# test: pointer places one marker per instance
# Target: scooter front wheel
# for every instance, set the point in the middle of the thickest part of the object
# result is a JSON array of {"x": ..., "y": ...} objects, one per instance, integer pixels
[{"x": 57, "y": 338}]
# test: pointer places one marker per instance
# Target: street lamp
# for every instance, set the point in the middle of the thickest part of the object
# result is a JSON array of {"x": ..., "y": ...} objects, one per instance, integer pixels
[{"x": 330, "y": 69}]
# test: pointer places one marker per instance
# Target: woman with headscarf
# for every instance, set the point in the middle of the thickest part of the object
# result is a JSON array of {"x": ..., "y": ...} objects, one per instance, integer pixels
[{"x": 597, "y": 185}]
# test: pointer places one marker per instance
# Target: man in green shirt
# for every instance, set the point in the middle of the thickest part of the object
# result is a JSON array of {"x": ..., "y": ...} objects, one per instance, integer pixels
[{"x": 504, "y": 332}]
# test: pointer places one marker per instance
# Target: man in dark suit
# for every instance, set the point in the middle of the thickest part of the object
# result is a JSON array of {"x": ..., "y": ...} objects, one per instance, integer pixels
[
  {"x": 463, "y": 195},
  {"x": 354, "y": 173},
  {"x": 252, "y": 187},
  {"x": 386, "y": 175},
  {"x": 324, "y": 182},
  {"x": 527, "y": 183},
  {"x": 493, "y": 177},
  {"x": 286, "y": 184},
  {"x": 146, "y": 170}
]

What is being asked: Print the material verbatim, all of it.

Result for this exercise:
# test: pointer places one marker per instance
# Target: scooter front wheel
# for every instance, set the point in the middle of the thickest part of the object
# result is a JSON array of {"x": ..., "y": ...} objects, one per instance, integer pixels
[{"x": 57, "y": 338}]
# test: pointer places one marker per instance
# Target: street lamp
# for every instance, set the point in the middle of the thickest part of the object
# result is a JSON array of {"x": ..., "y": ...} objects, one per instance, integer pixels
[{"x": 330, "y": 69}]
# test: pointer places one marker per instance
# Target: woman with headscarf
# for every instance, set the point in the middle of the thickest part of the object
# result is a JSON array of {"x": ..., "y": ...} objects, one per instance, integer pixels
[{"x": 597, "y": 185}]
# test: pointer places one marker per instance
# Target: man in green shirt
# for every instance, set the point in the middle of the thickest part of the object
# result is a JSON array of {"x": ..., "y": ...} objects, one per instance, integer pixels
[{"x": 504, "y": 332}]
# test: pointer places one marker per instance
# Target: man in dark suit
# for every instance, set the point in the middle of the thickest part of the object
# result is a JSON array of {"x": ..., "y": ...} objects, one per instance, integer pixels
[
  {"x": 463, "y": 195},
  {"x": 354, "y": 173},
  {"x": 252, "y": 187},
  {"x": 386, "y": 175},
  {"x": 324, "y": 182},
  {"x": 527, "y": 183},
  {"x": 493, "y": 177},
  {"x": 286, "y": 184},
  {"x": 146, "y": 170}
]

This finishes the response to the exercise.